▶ WHAT TO DO:
Shift every coordinate in the answers by adding -19 to it, and write out the data again with the requests included, from the start of the data up to and including the line with "(988, 332), (1040, 435)".

▶ ENTRIES SUPPLIED:

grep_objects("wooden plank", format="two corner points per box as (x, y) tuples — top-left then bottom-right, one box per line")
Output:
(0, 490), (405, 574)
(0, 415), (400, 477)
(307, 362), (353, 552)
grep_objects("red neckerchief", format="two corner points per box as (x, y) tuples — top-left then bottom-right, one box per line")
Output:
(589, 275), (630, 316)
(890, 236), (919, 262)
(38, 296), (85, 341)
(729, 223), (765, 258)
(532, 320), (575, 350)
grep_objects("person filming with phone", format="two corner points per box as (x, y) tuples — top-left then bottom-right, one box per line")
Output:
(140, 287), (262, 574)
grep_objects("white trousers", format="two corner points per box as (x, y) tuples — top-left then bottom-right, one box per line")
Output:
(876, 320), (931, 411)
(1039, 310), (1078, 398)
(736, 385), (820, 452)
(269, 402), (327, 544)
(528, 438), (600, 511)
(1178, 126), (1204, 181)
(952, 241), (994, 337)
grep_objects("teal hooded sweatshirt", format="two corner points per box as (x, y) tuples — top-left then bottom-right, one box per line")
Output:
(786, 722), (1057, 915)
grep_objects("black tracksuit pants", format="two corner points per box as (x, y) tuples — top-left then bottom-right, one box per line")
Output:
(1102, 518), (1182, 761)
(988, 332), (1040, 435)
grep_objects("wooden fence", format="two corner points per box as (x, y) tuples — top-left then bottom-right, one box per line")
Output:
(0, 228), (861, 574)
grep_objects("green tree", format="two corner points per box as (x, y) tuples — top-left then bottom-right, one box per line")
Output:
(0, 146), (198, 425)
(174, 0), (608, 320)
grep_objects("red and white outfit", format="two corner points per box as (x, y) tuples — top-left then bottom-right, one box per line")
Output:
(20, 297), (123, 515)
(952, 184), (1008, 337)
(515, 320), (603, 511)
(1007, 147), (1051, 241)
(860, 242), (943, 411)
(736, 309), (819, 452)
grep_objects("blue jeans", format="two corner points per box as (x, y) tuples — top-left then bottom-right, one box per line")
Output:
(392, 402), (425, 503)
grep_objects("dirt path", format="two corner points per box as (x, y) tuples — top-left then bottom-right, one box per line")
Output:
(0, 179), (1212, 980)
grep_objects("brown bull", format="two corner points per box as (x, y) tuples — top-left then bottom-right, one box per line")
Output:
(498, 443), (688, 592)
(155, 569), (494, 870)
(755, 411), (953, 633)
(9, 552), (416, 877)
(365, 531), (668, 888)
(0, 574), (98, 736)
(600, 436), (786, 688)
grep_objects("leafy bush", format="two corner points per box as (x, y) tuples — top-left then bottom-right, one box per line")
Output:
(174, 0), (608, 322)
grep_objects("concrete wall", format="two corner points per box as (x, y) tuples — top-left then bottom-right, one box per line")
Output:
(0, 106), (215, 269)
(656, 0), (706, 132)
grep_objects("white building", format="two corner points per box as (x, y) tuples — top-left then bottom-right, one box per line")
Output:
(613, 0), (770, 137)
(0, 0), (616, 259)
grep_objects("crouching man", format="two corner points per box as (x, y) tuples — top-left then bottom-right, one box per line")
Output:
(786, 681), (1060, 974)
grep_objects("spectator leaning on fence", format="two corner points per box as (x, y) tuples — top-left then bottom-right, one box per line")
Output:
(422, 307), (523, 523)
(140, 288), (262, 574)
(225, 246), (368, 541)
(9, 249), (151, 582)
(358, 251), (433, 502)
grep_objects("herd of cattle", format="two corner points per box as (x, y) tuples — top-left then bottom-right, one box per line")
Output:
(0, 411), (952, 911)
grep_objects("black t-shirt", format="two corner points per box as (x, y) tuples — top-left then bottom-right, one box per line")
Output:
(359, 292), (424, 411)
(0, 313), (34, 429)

▶ ANSWER TO THIS PROBLEM:
grep_objects("wooden plank", format="two corner points per box as (x, y) tuples — top-left then bottom-right, one box per line")
Output:
(-19, 471), (386, 555)
(-19, 396), (381, 458)
(288, 343), (334, 533)
grep_objects("red neckerchief", format="two corner points per box as (x, y) tuples — top-left then bottom-right, one box per line")
Output:
(570, 256), (611, 297)
(871, 217), (900, 243)
(19, 277), (66, 322)
(710, 204), (746, 239)
(513, 301), (556, 331)
grep_objects("person filming with phone", format="two corner points per box as (x, y) tuples — top-left then bottom-right, one box per line")
Output:
(121, 268), (243, 555)
grep_objects("white trousers", format="two corner points per box as (x, y) tuples — top-left then bottom-right, one box per line")
Output:
(857, 301), (912, 392)
(1020, 291), (1059, 379)
(717, 366), (801, 433)
(250, 383), (308, 525)
(509, 419), (581, 492)
(1159, 107), (1185, 162)
(933, 222), (975, 318)
grep_objects("teal hooded sweatshirt", format="two corner points per box as (x, y) tuples — top-left then bottom-right, one box per line")
Output:
(767, 703), (1038, 896)
grep_objects("black tracksuit pants", format="two corner points per box as (x, y) tuples — top-left then bottom-right, one box per line")
Output:
(1083, 499), (1163, 742)
(969, 313), (1021, 416)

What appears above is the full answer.